◆ LIST OF TASKS
**1.** In two sentences, summarize the lecture transcript about the periodic table below.
**2.** Answer these questions using the lecture transcript about the periodic table below.
(a) According to the female student, what does atomic number refer to?
(b) In what year did Ida Tacke's team claim to have found element 43?
(c) What name did that team give the element?
**3.** Carry the lecture transcript about the periodic table below forward from the point where it stops.

◆ TEXT BLOCK
————————

NARRATOR：

Listen to part of a lecture in a chemistry class. The professor has been discussing the periodic table of elements.

MALE PROFESSOR：

So … are there any questions?

FEMALE STUDENT：

Yes, em, professor Harrison, you were saying that the periodic table is predictive [hesitant upspeak]? What exactly does that mean?

I mean I understand how it organizes the elements, but … where is the prediction?

MALE PROFESSOR：

OK, let's look at periodic table again.

OK, it groups elements into categories that share certain properties, right?

FEMALE STUDENT：

Um-huh~

MALE PROFESSOR：

And it's arranged according to increasing atomic number, which is … ? [prompting for answer]

FEMALE STUDENT：

The number of protons in each atom of an element.

MALE PROFESSOR：

Right, well, early versions of the periodic table had gaps, missing elements.

Every time you have one more proton you have another element, and then — oops — there’d be an atomic number for which there was no known element. And the uh prediction was that an element with that atomic number existed somewhere, but it just hadn’t been found yet.

And its location in the table would tell you what properties it should have.

It was really pretty exciting for scientists at that time to find these missing elements and confirm their predictive properties.

Um actually, that reminds me of a, of a, of a very good example of all this … element 43.

See on the table, the symbols for element 42 and 44.

Well, in early versions of the table, there was no symbol for element 43 protons because no element with 43 protons had been discovered yet.

So the periodic table had a gap between elements 42 and 44. And, then, uh, in 1925 a team of chemists led by a scientist named Ida Tacke claimed that they had found element 43.

They had been, uh, using a relatively new technology called x-ray spectroscopy —and they were using this to examine an ore sample — and they claimed they’d found an element with 43 protons. And they named it masurium.

MALE STUDENT：

Um, professor Harrison, then, how come in my periodic table, here, element 43 is “Tc”, that's technetium, right?

MALE PROFESSOR：

OK, let me add that …[writing “technetium” on blackboard]

Actually, um, that's the point I'm coming to.

————————

◆ AVAILABLE DATA
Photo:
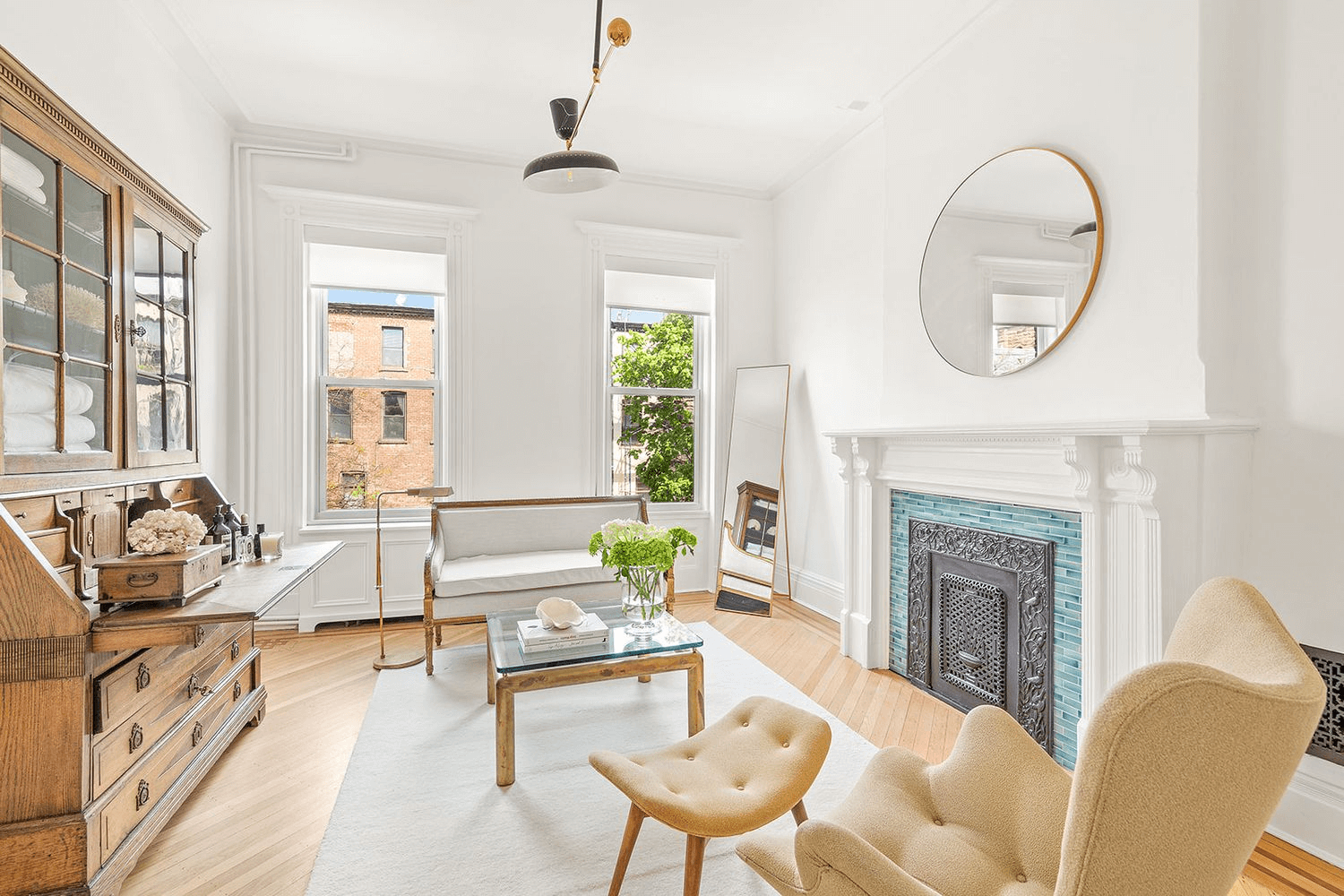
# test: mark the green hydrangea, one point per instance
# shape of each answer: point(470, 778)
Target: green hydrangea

————————

◆ EXERCISE ANSWERS
**1.** A student asks what it means for the periodic table to be predictive, and the professor explains that gaps in early versions of the table pointed to undiscovered elements whose properties could be predicted from their positions in the table. As an example, he describes how a team of chemists led by Ida Tacke claimed in 1925 to have found element 43 using x-ray spectroscopy and named it masurium, while a student notes that element 43 appears as technetium on his own table.

**2.**
(a) The number of protons in each atom of an element.
(b) 1925.
(c) Masurium.

**3.**
Hardly anyone believed that Tack has discovered the new element.

X-ray spectroscopy was a new method at that time.

And they were never able to isolate enough masurium to have a weighable sample, to convince everyone of their discovery, so they were discredited.

But then, twelve years later, in 1937, a different team became the first to synthesize an element using a cyclotron. And that element had … [dramatic pause, leading the students to answer]

MALE STUDENT：

43 Protons?

MALE PROFESSOR：

That's right, but they named it Technetium to emphasize that it was artificially created with technology.

And people thought that synthesizing this element, making it artificially was the only way to get it.

We still haven't found it occurring in nature.

Now, element 43 what they called Masurium or Technetium is radioactive.

Why is that matter? What's true of radioactive element?

FEMALE STUDENT：

It decays? [adding to her answer] It turns into other elements? Oh [light dawning], so does that explain why it was missing in the periodic table?

MALE PROFESSOR：

Exactly. Because of its radioactive decay, element 43 doesn’t last very long … and therefore… if it ever had been present on Earth it would have decayed ages ago …

[Reporting on what people believed then, not what he himself thinks] So the Masurium people were obviously wrong, and the Technetium people were right, right?

Well, that was then. Now we know that element 43 does occur naturally—it can be naturally generated from uranium atoms that have spontaneously split.

And guess what ... the ore sample the masurium group was working with had plenty of uranium in it—enough to split into measurable amounts of masurium.

So Tacke’s team might very well have found small amounts of masurium in their ore sample. It’s just that once it was generated from split uranium, it decayed very quickly.

And you know, here is an incredible irony.

Ida Tack, the chemist led the Masurium team, when she was the first to suggest that Uranium could break up into smaller pieces but she didn't know that that was the defense of her own discovery of element 43.

MALE STUDENT：

So is my version of the periodic table wrong? Should element 43 really be called Masurium?

MALE PROFESSOR：

Maybe, but you know it‘s hard to tell for sure after all this time, if Ida Tack’s group did discover element 43.

They didn't, um, publish enough detail on their methods or instruments for us to know for sure.

But I'd like to think that element 43 was discovered twice, as Masurium, it was the first element discovered that occurs in nature only from spontaneous fission, and as Technetium, it was the first element discovered in laboratory.

And of course, it was an element the periodic table let us to expect existed before anyone had found it or made it.